*** Data to process ***
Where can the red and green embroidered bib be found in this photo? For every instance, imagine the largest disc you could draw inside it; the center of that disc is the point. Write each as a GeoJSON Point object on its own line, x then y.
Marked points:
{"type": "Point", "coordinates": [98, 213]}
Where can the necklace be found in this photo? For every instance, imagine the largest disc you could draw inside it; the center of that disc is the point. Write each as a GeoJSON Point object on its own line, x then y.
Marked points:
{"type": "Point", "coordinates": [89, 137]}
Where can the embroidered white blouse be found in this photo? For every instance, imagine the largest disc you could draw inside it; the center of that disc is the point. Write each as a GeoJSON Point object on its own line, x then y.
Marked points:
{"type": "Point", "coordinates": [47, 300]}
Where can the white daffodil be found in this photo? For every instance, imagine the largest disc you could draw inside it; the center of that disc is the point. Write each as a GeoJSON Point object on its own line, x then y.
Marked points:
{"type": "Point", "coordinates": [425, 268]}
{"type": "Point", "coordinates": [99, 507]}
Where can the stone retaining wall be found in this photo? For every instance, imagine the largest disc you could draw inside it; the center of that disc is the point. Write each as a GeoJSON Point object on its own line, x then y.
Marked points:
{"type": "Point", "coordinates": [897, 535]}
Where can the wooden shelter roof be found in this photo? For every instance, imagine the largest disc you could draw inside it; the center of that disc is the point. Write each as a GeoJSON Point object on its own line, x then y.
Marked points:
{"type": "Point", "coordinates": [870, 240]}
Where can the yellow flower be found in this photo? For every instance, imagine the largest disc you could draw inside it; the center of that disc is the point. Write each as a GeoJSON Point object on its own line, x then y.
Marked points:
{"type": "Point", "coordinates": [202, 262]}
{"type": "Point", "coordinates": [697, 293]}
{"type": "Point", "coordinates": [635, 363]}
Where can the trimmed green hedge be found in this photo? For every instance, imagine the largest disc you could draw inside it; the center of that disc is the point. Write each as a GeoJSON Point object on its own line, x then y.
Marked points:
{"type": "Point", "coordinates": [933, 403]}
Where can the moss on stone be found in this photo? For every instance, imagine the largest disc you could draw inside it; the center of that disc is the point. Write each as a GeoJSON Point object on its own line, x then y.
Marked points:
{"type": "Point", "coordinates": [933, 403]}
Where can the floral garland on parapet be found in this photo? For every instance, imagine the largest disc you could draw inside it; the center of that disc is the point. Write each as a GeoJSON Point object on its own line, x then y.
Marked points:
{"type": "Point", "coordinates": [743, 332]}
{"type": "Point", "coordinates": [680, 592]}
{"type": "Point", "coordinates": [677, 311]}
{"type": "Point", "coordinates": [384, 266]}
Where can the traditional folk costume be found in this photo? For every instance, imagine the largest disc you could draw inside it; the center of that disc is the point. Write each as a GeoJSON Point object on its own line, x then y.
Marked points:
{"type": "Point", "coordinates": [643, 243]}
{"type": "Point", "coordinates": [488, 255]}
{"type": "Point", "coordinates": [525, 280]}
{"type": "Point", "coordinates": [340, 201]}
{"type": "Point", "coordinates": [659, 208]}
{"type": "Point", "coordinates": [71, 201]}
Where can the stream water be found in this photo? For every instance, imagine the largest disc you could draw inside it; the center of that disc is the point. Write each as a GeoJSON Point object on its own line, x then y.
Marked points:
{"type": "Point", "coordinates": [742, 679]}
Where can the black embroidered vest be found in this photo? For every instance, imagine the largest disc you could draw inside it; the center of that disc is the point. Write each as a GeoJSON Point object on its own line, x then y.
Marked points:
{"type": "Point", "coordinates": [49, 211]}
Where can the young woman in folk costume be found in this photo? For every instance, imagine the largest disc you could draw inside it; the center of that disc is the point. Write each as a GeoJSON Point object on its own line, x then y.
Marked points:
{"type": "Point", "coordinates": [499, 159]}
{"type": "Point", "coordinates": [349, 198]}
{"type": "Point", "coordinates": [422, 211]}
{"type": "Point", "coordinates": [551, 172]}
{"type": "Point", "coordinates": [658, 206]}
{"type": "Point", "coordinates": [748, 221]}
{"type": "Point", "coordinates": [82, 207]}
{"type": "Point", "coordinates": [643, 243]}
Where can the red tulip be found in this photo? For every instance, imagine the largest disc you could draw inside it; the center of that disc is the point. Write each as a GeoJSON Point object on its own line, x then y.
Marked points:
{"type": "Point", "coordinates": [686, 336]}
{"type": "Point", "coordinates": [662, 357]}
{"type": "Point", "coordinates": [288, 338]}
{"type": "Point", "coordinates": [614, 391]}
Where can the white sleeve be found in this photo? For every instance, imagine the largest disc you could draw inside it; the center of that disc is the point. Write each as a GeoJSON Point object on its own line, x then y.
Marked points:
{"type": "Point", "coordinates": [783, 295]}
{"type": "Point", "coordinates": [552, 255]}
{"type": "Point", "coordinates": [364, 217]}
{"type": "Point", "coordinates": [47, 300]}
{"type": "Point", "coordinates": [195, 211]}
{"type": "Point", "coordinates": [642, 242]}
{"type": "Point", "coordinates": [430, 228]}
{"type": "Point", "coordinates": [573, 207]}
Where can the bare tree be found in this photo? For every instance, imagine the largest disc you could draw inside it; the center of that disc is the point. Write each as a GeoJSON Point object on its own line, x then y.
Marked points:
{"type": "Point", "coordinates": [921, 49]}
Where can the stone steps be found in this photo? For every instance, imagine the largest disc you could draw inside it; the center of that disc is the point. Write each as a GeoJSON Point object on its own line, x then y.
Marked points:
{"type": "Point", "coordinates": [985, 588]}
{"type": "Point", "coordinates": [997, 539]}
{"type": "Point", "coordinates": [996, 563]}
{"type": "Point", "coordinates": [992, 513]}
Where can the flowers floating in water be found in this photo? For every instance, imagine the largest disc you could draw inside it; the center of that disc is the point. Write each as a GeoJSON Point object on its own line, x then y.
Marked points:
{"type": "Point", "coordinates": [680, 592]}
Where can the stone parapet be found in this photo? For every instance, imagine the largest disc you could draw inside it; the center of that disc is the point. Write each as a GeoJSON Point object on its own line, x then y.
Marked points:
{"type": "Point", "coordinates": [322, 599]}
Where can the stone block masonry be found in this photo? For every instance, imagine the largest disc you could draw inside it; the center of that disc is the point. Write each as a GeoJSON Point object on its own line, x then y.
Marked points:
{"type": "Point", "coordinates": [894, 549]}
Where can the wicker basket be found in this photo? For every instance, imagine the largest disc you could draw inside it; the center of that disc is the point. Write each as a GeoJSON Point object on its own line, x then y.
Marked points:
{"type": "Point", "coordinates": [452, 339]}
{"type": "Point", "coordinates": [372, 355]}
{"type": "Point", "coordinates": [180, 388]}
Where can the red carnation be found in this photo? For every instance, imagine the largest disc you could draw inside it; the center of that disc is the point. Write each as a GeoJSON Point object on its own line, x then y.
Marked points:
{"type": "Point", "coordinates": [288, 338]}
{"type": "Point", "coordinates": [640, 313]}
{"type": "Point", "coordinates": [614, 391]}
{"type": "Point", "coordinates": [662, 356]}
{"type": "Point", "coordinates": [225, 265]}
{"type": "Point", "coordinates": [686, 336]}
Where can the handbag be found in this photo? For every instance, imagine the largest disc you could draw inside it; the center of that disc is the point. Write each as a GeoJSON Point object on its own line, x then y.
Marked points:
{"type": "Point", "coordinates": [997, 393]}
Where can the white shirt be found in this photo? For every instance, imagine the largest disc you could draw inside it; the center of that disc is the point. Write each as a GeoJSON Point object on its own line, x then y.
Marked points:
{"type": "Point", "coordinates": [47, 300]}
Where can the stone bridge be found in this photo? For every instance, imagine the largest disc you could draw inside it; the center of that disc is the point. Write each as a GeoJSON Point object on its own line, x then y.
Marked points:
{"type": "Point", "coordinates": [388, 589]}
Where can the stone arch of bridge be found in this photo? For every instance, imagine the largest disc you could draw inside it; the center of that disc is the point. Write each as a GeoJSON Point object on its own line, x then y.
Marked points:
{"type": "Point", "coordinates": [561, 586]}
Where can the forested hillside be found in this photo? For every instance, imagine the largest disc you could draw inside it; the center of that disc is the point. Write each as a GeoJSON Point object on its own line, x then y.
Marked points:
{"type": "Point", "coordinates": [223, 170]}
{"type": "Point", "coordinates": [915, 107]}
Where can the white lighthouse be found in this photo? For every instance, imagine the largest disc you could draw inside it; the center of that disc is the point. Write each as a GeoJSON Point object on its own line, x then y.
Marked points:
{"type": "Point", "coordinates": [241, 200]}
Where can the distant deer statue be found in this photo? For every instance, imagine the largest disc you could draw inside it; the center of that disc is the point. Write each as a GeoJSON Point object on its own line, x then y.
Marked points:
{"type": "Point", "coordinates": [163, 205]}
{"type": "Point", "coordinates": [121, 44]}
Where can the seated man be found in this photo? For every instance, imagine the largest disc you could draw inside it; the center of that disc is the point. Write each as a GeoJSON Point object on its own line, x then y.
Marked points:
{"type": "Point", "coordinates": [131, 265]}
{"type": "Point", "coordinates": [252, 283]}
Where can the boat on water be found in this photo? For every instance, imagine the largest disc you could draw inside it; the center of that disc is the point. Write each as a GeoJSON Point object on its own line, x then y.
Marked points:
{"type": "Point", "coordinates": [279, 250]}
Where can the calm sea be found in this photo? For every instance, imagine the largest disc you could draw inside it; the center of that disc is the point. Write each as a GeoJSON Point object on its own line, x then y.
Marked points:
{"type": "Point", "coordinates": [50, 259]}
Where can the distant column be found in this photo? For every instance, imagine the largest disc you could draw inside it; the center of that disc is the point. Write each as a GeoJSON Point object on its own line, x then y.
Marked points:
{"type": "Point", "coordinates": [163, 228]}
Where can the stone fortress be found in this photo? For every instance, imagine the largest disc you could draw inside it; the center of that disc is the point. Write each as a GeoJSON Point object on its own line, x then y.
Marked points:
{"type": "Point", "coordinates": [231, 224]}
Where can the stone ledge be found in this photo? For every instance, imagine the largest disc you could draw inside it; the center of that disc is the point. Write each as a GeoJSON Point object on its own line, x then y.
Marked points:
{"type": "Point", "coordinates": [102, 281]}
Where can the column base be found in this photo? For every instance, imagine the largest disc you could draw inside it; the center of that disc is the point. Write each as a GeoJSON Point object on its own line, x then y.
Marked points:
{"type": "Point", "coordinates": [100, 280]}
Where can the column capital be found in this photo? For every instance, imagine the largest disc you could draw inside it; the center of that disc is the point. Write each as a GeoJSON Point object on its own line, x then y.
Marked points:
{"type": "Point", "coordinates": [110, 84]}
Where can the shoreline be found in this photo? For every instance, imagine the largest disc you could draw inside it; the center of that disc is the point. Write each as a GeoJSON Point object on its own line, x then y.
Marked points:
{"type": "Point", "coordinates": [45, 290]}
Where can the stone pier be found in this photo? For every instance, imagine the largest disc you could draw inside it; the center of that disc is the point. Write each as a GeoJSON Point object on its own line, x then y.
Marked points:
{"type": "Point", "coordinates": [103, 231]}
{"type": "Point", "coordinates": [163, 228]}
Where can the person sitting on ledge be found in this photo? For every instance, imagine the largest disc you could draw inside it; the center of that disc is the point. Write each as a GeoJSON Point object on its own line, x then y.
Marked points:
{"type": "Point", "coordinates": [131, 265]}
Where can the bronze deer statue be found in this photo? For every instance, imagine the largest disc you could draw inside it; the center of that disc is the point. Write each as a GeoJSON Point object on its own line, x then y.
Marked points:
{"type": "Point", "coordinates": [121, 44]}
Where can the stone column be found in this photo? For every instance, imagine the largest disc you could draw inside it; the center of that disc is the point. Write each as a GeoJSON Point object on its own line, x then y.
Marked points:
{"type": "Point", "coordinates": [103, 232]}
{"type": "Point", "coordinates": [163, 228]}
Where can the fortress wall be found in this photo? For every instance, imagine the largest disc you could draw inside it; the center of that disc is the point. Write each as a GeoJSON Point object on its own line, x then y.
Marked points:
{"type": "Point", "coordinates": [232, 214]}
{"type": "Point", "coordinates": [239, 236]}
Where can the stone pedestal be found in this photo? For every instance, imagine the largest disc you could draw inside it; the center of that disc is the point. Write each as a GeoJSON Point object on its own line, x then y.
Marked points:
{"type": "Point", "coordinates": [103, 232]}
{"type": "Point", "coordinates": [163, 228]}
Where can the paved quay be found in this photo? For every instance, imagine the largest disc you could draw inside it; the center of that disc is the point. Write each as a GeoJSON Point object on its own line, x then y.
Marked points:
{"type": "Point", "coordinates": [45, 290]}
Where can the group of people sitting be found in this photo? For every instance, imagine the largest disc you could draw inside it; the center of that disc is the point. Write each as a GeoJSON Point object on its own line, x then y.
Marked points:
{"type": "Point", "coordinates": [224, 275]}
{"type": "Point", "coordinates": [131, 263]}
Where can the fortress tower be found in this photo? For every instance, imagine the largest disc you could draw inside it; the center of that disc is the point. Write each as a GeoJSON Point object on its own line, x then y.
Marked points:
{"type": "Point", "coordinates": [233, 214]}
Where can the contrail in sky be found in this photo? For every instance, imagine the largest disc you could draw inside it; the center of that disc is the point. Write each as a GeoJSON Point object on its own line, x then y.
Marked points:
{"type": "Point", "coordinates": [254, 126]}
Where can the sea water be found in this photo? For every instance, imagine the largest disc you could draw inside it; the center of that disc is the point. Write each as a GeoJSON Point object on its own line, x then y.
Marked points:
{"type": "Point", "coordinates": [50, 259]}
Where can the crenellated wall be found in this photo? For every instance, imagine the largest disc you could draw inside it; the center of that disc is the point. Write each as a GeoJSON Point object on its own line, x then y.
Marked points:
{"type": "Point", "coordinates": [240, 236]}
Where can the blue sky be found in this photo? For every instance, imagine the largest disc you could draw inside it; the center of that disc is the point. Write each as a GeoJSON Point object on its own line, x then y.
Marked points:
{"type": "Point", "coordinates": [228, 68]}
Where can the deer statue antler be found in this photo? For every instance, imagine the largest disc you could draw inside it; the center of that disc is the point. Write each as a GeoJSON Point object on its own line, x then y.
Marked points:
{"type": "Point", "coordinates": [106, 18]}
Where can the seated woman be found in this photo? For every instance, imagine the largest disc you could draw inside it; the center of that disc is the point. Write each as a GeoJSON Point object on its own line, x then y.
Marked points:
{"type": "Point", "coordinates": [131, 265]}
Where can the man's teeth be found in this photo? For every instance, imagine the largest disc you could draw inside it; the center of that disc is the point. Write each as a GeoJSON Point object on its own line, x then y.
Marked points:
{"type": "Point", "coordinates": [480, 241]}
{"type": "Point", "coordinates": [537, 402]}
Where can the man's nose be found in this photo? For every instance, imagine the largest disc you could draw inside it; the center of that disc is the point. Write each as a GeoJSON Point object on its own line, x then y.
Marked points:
***
Problem description: Set down, word for word, every line from the line that holds "Where can the seated woman" to the end of the entries above, including both ends.

Response below:
Where can the seated woman be found in this photo? For every instance, imagine the largest disc you could draw inside it; the center of that disc is the point. Write each as a GeoJSON Point object on its own line, x then y.
Marked points:
{"type": "Point", "coordinates": [131, 265]}
Where can the man's teeth be found in this photo? For every instance, imagine the largest disc you could draw inside it; the center of that disc is the point. Write each as a GeoJSON Point object on its own line, x then y.
Marked points:
{"type": "Point", "coordinates": [480, 241]}
{"type": "Point", "coordinates": [537, 402]}
Where can the man's nose be found in this photo? For every instance, imagine the largest disc you could draw inside it; the center of that disc is the point. Write each as a GeoJSON Point object on its own line, x then y.
Marked points:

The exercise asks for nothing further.